[[ Records for processing, beginning ]]

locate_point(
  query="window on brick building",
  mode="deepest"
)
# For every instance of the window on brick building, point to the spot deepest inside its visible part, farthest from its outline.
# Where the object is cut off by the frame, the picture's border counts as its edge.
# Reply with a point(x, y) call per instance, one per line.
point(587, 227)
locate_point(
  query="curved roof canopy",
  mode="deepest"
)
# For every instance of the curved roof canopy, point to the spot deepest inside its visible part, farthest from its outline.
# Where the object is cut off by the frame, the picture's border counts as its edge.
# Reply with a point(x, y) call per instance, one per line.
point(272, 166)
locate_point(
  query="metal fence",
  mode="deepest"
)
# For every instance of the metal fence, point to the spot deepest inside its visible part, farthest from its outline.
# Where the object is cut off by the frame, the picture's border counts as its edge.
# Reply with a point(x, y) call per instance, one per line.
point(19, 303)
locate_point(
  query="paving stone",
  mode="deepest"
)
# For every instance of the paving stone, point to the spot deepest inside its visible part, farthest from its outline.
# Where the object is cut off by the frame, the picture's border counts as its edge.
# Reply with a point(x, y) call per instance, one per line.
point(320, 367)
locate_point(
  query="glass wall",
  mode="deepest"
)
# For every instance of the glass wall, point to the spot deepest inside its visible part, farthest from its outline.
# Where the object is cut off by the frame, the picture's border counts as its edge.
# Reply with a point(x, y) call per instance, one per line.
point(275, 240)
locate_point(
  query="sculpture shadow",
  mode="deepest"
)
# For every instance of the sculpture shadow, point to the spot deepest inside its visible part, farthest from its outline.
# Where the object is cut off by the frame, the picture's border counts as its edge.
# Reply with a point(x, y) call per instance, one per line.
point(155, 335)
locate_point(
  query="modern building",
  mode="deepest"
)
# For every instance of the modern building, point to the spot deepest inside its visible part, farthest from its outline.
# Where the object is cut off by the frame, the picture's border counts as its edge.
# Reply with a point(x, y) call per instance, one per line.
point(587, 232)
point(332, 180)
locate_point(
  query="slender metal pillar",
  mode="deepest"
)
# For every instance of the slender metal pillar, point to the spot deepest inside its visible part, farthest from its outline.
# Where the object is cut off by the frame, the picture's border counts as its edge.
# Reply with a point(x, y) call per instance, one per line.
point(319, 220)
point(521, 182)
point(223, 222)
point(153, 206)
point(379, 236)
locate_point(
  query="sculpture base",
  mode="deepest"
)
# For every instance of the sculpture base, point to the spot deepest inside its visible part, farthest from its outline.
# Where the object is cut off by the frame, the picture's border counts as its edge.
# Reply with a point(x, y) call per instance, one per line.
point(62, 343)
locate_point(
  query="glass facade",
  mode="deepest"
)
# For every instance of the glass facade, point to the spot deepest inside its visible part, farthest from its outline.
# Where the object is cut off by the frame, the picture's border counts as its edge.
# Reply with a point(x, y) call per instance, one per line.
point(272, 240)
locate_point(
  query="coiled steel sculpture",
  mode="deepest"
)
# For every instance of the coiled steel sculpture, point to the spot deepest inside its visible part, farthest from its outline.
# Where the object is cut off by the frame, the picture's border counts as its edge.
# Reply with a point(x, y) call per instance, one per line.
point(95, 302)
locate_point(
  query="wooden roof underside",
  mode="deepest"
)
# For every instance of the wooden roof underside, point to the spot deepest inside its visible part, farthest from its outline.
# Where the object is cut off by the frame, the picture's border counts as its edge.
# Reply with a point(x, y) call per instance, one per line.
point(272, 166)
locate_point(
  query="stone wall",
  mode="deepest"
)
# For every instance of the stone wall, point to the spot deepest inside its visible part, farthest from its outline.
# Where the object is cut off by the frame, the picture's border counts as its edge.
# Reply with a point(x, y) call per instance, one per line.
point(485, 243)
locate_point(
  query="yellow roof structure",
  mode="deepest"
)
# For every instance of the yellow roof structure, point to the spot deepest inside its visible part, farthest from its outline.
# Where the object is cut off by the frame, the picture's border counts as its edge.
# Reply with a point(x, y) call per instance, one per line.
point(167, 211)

[[ Records for processing, end ]]

__What this task involves__:
The full set of entries has to be duplicated precisely.

__Answer section__:
locate_point(
  query="window on brick building",
  mode="deepest"
)
# For every instance of the window on brick building, point to the spot deepest inside its visible part, farthest from its outline.
# Where the object is cut off by the frame, the picture's border counts as its edge.
# Reply with a point(x, y) call per instance, one per line.
point(587, 227)
locate_point(
  query="curved roof canopy",
  mode="deepest"
)
# For every instance of the curved roof canopy, point to the spot deepest inside its visible part, farthest from its outline.
# Where the object is cut off by the frame, the picture's border counts as its edge.
# Reply with a point(x, y) call per instance, one per line.
point(272, 166)
locate_point(
  query="metal fence",
  mode="deepest"
)
# For every instance of the metal fence, point to the spot deepest inside its visible part, farthest from its outline.
# Where the object is cut off by the frame, the picture's border counts as its edge.
# Reply with a point(x, y) call per instance, one per line.
point(19, 303)
locate_point(
  query="paving stone",
  mode="deepest"
)
# For every instance of the paving stone, point to the spot deepest inside its visible part, farthest from its outline.
# Where the object is cut off by the frame, the picture's border counts as its edge.
# Reply with a point(x, y) call per instance, one per line.
point(320, 367)
locate_point(
  query="glass wall",
  mode="deepest"
)
# For every instance of the glass wall, point to the spot deepest inside its visible part, farthest from its outline.
# Where the object is cut off by the frame, the picture's border counts as its edge.
# Reply with a point(x, y) call per instance, one per line.
point(275, 240)
locate_point(
  query="sculpture shadow",
  mode="deepest"
)
# For every instance of the sculpture shadow, point to the spot deepest inside its visible part, farthest from its outline.
# Where the object is cut off by the frame, the picture's border counts as its edge.
# Reply with a point(x, y) call per instance, one per line.
point(155, 335)
locate_point(
  query="modern building",
  mode="deepest"
)
# For every instance of the modern building, point to the spot deepest inside its visible part, farthest from its outline.
# Where the object is cut off by the frame, the picture's border counts as its edge.
# Reply with a point(x, y) call per instance, one per line.
point(587, 232)
point(332, 180)
locate_point(
  query="slender metal pillar",
  mode="deepest"
)
# For every instance of the slender metal pillar, point to the spot deepest inside its visible part, farthest from its outline.
# Where the object is cut off by the frame, the picture's border counts as its edge.
# Reply with a point(x, y) call per instance, one per line.
point(319, 220)
point(521, 182)
point(223, 222)
point(153, 206)
point(379, 236)
locate_point(
  query="sculpture base",
  mode="deepest"
)
# For every instance of the sculpture base, point to the spot deepest inside its visible part, farthest from its outline.
# Where the object is cut off by the frame, the picture's border counts as its edge.
# Reply with a point(x, y) call per instance, one per line.
point(62, 343)
locate_point(
  query="glass facade",
  mode="deepest"
)
# For every instance of the glass facade, point to the spot deepest inside its visible part, farthest from its outline.
# Where the object is cut off by the frame, the picture's border counts as its edge.
# Reply with a point(x, y) call per instance, one per line.
point(272, 240)
locate_point(
  query="coiled steel sculpture",
  mode="deepest"
)
# For every instance of the coiled steel sculpture, point to the spot deepest inside its visible part, farthest from its outline.
# Where the object is cut off by the frame, the picture's border counts as its edge.
# Reply with a point(x, y) call per instance, one per line.
point(95, 302)
locate_point(
  query="wooden roof underside",
  mode="deepest"
)
# For every instance of the wooden roof underside, point to the spot deepest inside its visible part, farthest from its outline.
# Where the object is cut off by the frame, the picture's border counts as its edge.
# Reply with a point(x, y) call per instance, one per line.
point(272, 166)
locate_point(
  query="stone wall",
  mode="deepest"
)
# For every instance of the stone wall, point to the spot deepest inside its visible part, farthest from its outline.
# Where the object is cut off by the frame, the picture's border counts as its edge.
# Reply with a point(x, y) call per instance, one per line.
point(485, 243)
locate_point(
  query="yellow roof structure",
  mode="deepest"
)
# For every instance of the yellow roof structure, point to the spot deepest inside its visible part, farthest from its outline.
# Where the object is cut off by the frame, the picture's border counts as its edge.
# Reply with a point(x, y) call per instance, one per line.
point(167, 211)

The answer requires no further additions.